----- RECORD EXCERPTS

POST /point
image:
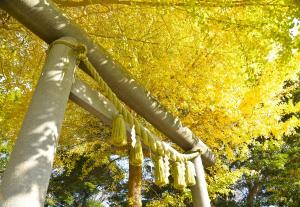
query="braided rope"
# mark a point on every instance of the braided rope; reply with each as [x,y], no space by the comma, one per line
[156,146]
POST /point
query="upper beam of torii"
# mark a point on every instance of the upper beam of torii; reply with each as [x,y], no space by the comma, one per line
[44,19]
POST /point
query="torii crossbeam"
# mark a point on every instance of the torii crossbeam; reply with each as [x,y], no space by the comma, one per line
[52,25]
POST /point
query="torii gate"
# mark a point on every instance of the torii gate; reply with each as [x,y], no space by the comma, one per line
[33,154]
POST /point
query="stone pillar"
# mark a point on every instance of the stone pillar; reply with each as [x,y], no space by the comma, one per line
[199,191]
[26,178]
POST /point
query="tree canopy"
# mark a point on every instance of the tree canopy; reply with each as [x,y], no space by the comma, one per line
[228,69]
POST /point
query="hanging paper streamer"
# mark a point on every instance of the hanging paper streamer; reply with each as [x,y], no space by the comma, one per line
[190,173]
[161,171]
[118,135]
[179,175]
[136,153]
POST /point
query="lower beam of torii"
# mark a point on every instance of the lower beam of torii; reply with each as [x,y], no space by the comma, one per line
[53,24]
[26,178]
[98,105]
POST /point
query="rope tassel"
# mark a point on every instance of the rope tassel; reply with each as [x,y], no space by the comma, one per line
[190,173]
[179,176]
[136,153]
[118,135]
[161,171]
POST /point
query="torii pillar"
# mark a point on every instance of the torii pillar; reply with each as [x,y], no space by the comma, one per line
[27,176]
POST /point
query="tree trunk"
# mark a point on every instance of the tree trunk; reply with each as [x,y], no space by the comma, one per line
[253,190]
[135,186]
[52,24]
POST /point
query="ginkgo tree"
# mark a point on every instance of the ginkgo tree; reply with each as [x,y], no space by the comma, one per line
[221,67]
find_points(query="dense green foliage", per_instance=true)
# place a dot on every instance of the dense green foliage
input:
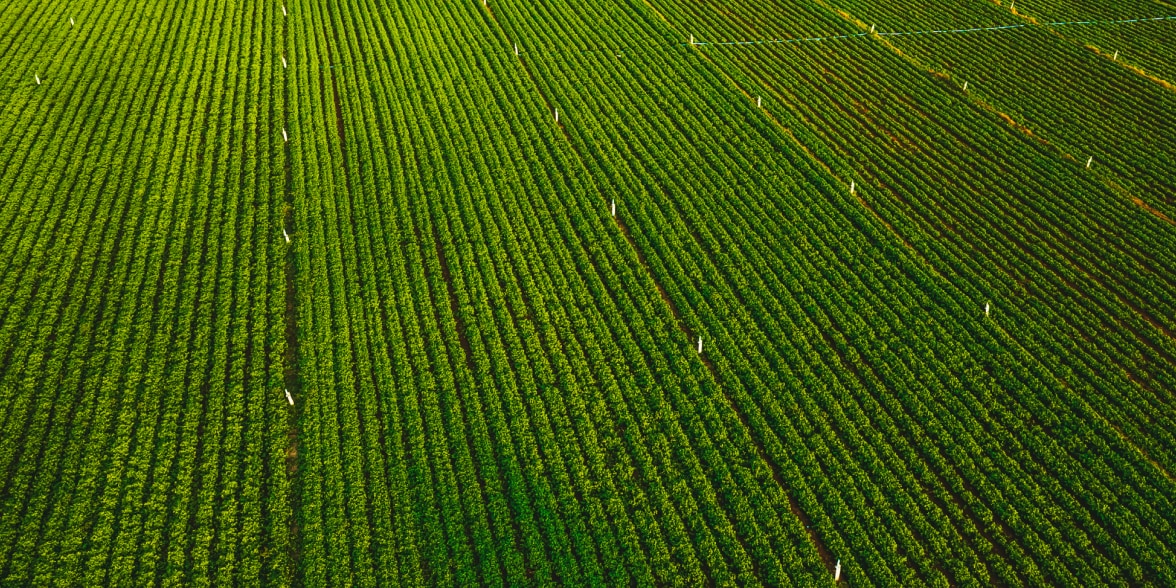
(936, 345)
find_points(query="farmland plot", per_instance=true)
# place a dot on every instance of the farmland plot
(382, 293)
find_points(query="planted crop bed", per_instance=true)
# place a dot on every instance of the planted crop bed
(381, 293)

----------

| WHAT YOU NEED TO DO |
Set the pictures aside and repeat only the lines from the one containing "# place a dot on every instance of the dense" through the last line of the entries above, exactly as they stand.

| OUTPUT FOR THIS TASK |
# place a dot on every instance of the dense green foliage
input:
(936, 345)
find_points(query="farmland plot", per_instance=true)
# place a dot on every instance of the farmland plot
(382, 293)
find_points(query="planted crop bed", per_instance=true)
# place a dot on every instance of the planted crop bed
(381, 293)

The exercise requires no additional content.